◆ WORK REQUIRED ◆
Print every line of the data below word for word, from the first line to the last.

◆ EXERCISE INPUTS ◆
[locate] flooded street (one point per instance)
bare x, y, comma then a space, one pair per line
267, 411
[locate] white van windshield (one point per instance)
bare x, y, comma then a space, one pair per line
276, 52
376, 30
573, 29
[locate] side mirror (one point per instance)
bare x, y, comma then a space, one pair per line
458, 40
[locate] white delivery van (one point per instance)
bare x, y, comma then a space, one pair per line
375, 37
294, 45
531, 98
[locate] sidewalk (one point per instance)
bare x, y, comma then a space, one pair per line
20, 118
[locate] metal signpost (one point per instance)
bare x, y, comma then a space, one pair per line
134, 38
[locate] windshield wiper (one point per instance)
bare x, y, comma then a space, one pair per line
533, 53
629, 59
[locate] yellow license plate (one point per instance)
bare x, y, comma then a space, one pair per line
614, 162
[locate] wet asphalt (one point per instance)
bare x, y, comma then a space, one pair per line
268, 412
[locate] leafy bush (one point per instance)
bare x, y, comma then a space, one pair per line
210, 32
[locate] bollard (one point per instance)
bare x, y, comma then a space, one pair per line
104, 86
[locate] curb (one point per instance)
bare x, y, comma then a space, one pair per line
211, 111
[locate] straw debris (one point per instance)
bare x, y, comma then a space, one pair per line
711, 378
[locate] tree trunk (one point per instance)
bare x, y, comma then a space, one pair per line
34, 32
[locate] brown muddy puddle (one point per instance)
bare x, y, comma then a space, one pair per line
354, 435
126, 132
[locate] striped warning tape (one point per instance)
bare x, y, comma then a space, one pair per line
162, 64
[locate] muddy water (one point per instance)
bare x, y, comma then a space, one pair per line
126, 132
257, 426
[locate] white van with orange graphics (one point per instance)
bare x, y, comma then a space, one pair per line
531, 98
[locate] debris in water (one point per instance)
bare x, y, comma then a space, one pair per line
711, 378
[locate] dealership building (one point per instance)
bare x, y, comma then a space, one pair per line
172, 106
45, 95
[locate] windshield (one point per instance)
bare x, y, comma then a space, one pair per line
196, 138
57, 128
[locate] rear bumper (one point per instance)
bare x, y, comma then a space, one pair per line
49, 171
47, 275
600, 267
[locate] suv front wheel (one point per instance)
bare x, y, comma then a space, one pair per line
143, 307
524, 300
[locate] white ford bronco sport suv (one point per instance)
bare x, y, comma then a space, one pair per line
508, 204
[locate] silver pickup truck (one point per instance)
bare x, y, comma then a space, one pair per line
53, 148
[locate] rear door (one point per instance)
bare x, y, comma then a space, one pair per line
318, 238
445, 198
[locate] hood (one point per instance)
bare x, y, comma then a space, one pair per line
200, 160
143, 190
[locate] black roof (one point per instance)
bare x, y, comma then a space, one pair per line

◆ WRITTEN ANSWER ◆
[locate] flooded street (one point per instance)
bare x, y, comma then a space, one pair per line
267, 411
[locate] white van windshield (one point per instance)
bare x, y, comma then a space, one pair per line
276, 52
376, 30
573, 29
[locate] side mirror (one point per instance)
bare x, y, comma then a space, one pair per line
458, 40
[locate] white delivery van (one point per instance)
bare x, y, comma then a space, one pair per line
375, 37
294, 45
531, 98
[locate] sidewalk (one point per instance)
bare x, y, comma then a space, one pair per line
20, 118
[locate] metal signpost (one point per instance)
bare x, y, comma then a space, one pair per line
134, 38
[locate] windshield wiper (one point per instance)
bare x, y, comma then a space, one pair per line
533, 53
629, 59
[locate] yellow license plate (one point per instance)
bare x, y, comma then a space, one pair per line
614, 162
[locate] wet asphalt (one point per instance)
bare x, y, comma then a space, one pair per line
268, 412
[locate] leafy bush (one point per instance)
bare x, y, comma then a space, one pair per line
210, 32
[locate] bollard (one point per instance)
bare x, y, comma then a space, one pair per line
104, 86
[locate] curb (one point per instance)
bare x, y, comma then a space, one pair per line
211, 111
[locate] straw debris (one point per instance)
bare x, y, comma then a space, one pair per line
711, 378
[locate] tree trunk (one point per instance)
bare x, y, comma then a space, one pair per line
34, 32
[locate] brown muddy puddle (one point per instance)
bare x, y, comma then a space, one pair per line
354, 435
126, 132
[locate] striped warning tape (one point per instance)
bare x, y, comma then a space, one pair per line
162, 64
[locate] muddy water (one point per instance)
bare x, y, comma then a space, one pair per line
126, 132
257, 426
[locate] white van with orange graphics (one point per instance)
bare x, y, comma then a space, one pair per line
531, 98
[locate] debris in water (one point per instance)
bare x, y, comma then a space, one pair per line
711, 378
[locate] dealership building (one point per instance)
bare x, y, comma then a space, one pair per line
172, 106
45, 95
[locate] windshield (one point per instance)
bare x, y, comma then a space, one pair per line
196, 138
57, 128
[locate] rear bumper (one point per instance)
bare x, y, comma then a space, one pair per line
49, 171
47, 275
600, 267
[locate] suv front wheel (one point per instance)
bare x, y, comma then a space, one pair per line
143, 307
524, 300
[locate] white ford bronco sport suv (one point per instance)
bare x, y, comma then a space, one pair per line
508, 204
[locate] silver pickup truck (one point per instance)
bare x, y, comma then a space, one pair per line
53, 148
[locate] rear door (one point per instance)
bare x, y, comma then a space, one pair per line
318, 238
445, 198
[locate] hood (one point per instance)
bare x, y, comma then a space, one pair per line
200, 160
143, 190
[locate] black roof (one point per instance)
bare x, y, comma then a space, one pair per line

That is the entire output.